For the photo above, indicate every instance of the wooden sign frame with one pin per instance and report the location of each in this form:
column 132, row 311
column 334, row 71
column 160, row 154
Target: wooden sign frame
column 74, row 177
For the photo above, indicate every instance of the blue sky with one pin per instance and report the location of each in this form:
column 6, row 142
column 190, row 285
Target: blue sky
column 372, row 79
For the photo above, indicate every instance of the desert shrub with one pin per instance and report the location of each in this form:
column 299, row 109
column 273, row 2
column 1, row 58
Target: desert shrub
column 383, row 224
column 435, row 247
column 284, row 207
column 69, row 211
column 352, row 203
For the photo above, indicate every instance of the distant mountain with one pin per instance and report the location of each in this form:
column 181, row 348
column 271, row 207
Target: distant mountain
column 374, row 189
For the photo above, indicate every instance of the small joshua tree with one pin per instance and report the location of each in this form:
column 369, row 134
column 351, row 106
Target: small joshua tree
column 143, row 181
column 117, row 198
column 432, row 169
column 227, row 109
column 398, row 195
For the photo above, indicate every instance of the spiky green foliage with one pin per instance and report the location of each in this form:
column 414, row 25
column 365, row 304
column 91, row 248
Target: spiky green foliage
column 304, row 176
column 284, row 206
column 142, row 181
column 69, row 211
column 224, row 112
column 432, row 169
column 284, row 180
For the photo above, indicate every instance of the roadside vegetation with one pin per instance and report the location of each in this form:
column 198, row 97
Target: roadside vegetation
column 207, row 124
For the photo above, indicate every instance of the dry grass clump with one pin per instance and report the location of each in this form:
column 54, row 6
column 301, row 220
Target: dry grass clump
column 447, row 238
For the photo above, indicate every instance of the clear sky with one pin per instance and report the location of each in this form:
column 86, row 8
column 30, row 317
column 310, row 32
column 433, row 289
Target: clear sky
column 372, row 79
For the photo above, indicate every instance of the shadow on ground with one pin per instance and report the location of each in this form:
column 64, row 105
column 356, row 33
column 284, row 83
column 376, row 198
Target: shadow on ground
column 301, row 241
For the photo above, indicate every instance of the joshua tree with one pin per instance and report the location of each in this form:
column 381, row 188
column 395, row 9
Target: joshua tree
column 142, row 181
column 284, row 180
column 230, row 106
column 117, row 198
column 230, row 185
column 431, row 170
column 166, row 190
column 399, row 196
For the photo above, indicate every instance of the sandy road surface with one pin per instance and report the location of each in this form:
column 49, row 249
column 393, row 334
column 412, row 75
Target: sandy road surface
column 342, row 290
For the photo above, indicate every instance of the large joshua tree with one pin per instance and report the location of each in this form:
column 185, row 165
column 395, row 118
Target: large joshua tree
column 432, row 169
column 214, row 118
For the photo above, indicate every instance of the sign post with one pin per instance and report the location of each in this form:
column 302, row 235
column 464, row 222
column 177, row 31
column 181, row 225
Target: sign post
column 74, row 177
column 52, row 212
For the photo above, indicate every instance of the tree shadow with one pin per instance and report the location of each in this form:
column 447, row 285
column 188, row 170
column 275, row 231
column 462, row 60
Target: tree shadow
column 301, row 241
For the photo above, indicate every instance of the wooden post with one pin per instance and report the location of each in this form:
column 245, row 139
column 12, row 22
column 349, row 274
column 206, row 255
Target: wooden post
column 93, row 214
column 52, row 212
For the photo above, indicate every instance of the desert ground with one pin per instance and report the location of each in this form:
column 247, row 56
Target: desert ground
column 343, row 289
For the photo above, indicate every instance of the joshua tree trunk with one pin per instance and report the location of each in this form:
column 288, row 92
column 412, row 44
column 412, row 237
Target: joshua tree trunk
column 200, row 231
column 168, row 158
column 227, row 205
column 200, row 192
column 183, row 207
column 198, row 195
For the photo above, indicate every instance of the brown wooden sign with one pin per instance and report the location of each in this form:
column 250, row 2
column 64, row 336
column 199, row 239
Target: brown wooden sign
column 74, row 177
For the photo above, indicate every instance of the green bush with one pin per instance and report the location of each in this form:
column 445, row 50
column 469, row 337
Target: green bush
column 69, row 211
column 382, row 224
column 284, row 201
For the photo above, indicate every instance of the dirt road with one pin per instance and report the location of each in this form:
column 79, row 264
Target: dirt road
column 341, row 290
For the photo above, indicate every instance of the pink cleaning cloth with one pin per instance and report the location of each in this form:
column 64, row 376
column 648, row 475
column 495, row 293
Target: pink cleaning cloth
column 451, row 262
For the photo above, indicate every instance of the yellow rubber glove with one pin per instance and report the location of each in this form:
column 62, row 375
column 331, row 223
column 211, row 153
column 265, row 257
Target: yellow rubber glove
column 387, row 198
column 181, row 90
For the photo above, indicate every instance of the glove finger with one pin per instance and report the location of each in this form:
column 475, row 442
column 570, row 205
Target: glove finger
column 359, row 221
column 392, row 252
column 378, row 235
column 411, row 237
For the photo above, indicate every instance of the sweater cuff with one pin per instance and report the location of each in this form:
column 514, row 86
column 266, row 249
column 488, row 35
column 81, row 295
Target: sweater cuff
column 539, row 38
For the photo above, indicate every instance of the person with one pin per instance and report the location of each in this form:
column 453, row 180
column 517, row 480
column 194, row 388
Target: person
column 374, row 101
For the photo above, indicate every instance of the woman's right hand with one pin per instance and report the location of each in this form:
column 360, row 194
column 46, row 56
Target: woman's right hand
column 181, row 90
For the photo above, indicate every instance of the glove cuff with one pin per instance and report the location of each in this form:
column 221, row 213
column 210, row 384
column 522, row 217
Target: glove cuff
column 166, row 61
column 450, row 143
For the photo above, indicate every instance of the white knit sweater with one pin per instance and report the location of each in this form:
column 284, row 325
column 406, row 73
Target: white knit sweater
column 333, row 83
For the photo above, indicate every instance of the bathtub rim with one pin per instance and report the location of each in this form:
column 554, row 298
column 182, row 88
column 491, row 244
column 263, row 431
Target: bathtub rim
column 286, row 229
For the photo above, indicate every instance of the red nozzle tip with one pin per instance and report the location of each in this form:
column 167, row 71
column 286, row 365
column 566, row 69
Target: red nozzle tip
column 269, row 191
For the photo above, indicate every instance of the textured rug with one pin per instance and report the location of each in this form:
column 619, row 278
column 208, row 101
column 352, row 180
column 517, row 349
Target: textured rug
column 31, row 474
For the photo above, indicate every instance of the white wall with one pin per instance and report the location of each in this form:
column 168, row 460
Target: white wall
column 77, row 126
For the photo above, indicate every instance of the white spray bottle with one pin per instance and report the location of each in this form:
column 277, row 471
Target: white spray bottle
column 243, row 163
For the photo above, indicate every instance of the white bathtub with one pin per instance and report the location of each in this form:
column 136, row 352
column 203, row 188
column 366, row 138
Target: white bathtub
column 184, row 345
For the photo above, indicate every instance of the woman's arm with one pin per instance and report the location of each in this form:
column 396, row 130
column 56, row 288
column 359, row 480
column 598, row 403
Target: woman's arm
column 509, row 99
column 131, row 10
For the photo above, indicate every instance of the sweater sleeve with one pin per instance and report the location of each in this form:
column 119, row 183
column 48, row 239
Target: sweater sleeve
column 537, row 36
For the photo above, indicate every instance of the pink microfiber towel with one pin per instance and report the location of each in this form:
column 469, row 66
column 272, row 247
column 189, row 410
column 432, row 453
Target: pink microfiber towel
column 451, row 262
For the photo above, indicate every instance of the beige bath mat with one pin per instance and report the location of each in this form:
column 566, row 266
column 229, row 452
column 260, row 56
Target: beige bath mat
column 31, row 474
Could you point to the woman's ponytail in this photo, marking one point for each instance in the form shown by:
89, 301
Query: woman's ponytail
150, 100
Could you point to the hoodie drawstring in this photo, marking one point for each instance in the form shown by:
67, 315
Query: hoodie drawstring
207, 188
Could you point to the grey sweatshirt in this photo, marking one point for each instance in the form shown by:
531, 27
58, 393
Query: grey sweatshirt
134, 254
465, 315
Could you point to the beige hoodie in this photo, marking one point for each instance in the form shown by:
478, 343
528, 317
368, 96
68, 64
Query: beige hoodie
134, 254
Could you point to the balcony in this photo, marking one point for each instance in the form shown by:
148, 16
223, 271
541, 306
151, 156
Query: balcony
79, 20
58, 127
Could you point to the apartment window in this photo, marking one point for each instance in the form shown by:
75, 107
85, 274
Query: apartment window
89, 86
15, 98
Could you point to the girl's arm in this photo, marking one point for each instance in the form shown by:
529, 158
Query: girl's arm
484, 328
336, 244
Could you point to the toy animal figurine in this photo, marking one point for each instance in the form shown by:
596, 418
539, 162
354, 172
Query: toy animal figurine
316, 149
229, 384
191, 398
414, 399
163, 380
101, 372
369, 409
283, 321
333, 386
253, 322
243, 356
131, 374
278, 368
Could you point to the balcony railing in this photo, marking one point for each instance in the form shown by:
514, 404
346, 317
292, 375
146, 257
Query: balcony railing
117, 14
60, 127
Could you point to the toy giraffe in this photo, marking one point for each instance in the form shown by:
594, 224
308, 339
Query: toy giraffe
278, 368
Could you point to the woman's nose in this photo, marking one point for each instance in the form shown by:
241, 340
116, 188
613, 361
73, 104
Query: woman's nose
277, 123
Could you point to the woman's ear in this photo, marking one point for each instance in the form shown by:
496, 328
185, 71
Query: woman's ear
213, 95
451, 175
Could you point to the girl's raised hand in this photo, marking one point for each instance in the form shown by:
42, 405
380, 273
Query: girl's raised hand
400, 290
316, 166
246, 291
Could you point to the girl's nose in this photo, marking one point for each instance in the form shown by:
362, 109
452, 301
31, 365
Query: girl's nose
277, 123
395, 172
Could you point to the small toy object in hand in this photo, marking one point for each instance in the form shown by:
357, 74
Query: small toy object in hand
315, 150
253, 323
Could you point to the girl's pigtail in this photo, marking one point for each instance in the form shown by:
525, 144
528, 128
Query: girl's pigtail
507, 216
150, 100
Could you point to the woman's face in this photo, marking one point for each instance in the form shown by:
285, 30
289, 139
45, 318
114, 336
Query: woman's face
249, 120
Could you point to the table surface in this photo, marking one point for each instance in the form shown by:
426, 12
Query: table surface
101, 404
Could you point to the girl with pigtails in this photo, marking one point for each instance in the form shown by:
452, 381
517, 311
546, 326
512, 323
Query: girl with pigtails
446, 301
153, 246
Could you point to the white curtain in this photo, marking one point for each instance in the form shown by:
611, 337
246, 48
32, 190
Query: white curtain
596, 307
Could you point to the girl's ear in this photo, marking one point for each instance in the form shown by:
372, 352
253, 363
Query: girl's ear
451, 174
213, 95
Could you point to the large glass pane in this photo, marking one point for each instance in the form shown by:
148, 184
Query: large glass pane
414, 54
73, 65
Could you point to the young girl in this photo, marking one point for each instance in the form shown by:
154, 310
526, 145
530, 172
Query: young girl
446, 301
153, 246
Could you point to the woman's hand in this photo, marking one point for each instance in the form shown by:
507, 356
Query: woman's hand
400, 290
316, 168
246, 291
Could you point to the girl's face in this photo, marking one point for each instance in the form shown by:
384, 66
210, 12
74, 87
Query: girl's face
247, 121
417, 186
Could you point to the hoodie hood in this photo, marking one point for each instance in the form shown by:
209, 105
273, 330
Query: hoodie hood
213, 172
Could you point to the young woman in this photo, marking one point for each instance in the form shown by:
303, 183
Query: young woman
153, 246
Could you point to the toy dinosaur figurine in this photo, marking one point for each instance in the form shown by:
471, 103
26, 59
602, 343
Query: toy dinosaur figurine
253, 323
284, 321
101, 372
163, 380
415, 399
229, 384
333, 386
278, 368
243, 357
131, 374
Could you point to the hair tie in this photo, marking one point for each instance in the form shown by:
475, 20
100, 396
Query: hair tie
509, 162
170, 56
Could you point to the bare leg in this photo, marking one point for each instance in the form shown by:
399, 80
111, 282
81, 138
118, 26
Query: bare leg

★ ★ ★ ★

What is needed
Starting at the line that contains "Could you point to the girl's face", output each remaining line of the listing, the last line included, exactly as it appears.

Result below
Could you point to the girl's face in this photo, marking one point for each instance in the form shown by:
384, 66
210, 12
74, 87
Query: girl's face
247, 121
417, 186
Could you point to the hoodie hood in this photo, marking one point for each instance in the form shown by:
209, 105
273, 330
Query: hoodie hood
213, 172
Could you point to the young woman in this photo, marking one point for each instance in the form shown by:
303, 183
Query: young woman
153, 246
Could you point to the toy dinosaur figurine in this photo, marking one point for each instance in the form shown by:
471, 103
26, 59
602, 343
Query: toy dinosaur figurine
253, 323
284, 321
101, 372
163, 380
415, 399
229, 384
333, 386
278, 368
243, 357
131, 374
Could you point to the hair tie in this photo, marking one point for each instance in the form shown by:
475, 20
100, 396
Query: hair tie
509, 162
170, 56
Could you point to the bare leg in this photo, marking one point for each instance in the form shown by:
399, 80
111, 282
81, 138
118, 26
Query: bare leg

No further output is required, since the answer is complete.